STATED PROBLEM 1. Scale the records from the line containing "One keypoint belongs to every instance. Tag the man's mouth" down through the end of the records, both ends included. Repeat every line with its request unchanged, multiply each keypoint coordinate in the answers by 1.9, round to whole numbers with halves rounded up, and give only those lines.

SELECTED PASSAGE.
A COMPUTATIONALLY EFFICIENT SPARSIFIED ONLINE NEWTON METHOD

Abstract

Second-order methods have enormous potential in improving the convergence of deep neural network (DNN) training, but are prohibitive due to their large memory and compute requirements. Furthermore, computing the matrix inverse or the Newton direction, which is needed in second-order methods, requires high precision computation for stable training as the preconditioner could have a large condition number. This paper provides a first attempt at developing computationally efficient sparse preconditioners for DNN training which can also tolerate low precision computation. Our new Sparsified Online Newton (SONew) algorithm emerges from the novel use of the LogDet matrix divergence measure; we combine it with sparsity constraints to minimize regret in the online convex optimization framework. Our mathematical analysis allows us to reduce the condition number of our sparse preconditioning matrix, thus improving the stability of training with low precision. We conduct experiments on a feed-forward neural-network autoencoder benchmark, where we compare training loss of optimizers when run for a fixed number of epochs. In the float32 experiments, our methods outperform the best-performing first-order optimizers and perform comparably to Shampoo, a state-of-the-art second-order optimizer. However, our method is even more effective in low precision, where SONew finishes training considerably faster while performing comparably with Shampoo on training loss.

STATED PROBLEM 2.
Answer from the SONew abstract:
(a) Which matrix divergence measure does the SONew algorithm make novel use of?
(b) On what benchmark were the experiments conducted?
(c) Which state-of-the-art second-order optimizer is SONew compared with?

RECORD EXCERPTS.
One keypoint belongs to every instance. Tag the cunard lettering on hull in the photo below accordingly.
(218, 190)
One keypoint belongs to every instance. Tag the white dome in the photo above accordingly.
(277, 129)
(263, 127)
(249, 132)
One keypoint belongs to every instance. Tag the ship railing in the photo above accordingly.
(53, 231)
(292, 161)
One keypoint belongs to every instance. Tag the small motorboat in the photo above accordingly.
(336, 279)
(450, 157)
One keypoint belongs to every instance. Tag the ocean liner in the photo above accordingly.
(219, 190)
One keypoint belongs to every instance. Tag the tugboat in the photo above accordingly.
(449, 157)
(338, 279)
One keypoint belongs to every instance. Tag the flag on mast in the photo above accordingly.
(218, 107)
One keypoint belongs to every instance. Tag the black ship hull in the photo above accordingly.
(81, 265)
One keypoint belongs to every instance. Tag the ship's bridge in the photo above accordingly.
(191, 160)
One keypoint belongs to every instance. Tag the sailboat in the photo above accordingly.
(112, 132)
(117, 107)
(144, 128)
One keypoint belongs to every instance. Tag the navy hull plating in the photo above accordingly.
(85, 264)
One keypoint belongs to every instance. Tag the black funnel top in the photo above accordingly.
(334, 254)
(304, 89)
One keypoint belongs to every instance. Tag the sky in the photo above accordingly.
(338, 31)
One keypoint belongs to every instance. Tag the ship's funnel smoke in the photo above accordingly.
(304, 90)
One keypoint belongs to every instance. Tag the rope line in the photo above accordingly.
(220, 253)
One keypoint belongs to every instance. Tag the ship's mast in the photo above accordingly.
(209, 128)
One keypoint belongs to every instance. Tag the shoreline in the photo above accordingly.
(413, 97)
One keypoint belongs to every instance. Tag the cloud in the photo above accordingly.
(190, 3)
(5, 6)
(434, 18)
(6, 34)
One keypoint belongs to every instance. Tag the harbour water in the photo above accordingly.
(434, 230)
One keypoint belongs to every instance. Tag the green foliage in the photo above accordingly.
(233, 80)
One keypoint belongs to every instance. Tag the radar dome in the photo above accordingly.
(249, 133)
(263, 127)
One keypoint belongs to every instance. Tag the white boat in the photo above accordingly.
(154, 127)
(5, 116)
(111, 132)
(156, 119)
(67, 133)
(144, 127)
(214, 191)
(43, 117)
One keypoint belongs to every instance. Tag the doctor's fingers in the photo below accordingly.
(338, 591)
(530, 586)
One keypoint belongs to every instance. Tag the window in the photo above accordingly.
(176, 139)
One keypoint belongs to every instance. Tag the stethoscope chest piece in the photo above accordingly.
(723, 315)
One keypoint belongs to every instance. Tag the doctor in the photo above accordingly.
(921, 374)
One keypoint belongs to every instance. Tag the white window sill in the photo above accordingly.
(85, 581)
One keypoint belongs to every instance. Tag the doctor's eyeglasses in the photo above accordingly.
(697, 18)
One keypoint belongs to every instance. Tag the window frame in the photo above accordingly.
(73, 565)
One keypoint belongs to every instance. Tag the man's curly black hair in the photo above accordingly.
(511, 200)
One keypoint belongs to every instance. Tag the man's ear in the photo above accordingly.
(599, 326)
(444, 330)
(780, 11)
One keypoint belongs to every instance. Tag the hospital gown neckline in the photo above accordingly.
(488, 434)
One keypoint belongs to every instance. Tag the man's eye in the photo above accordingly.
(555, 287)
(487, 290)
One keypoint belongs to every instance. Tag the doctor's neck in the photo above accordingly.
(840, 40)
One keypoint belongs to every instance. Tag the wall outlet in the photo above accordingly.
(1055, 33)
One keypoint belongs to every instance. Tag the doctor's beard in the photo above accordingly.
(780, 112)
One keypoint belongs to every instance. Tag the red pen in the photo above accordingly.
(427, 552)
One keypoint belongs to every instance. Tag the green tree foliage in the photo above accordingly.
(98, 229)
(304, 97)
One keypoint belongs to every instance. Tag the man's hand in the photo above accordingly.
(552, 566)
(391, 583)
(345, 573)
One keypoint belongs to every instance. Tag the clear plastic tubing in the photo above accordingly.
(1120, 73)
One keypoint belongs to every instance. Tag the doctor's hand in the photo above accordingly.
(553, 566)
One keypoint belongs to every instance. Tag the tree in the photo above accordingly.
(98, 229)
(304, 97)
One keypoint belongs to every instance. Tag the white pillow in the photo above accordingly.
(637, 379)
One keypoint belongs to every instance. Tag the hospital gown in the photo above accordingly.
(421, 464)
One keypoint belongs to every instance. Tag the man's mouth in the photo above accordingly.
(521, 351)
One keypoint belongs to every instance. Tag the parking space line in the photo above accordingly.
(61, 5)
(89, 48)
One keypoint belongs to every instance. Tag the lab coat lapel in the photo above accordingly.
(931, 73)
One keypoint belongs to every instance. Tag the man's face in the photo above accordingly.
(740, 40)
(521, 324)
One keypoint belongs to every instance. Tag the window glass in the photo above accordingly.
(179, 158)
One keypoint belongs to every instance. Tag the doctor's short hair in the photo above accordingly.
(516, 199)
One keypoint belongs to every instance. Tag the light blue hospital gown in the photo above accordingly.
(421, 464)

WRITTEN SOLUTION 1.
One keypoint belongs to every instance. Tag the man's mouth in the photo above accordingly.
(990, 667)
One keypoint belongs to every instance. Tag the parking space line in the photo above accordingly.
(116, 10)
(169, 91)
One keypoint belongs to every instance. Tag the lab coat lapel in the photo above accordingly.
(1769, 139)
One keypoint belongs to every instance. Tag the man's face in the photo above accordingly.
(1406, 76)
(990, 616)
One keypoint belongs to every instance. Tag the window glass in the photo above accordingly.
(340, 300)
One keypoint belongs to every instance. Tag the doctor's short hair in the photo above accordingly.
(980, 378)
One keypoint belongs to every instance. Tag the light blue hospital gown in the photo above accordingly.
(800, 882)

WRITTEN SOLUTION 2.
(a) The LogDet matrix divergence measure.
(b) A feed-forward neural-network autoencoder benchmark.
(c) Shampoo.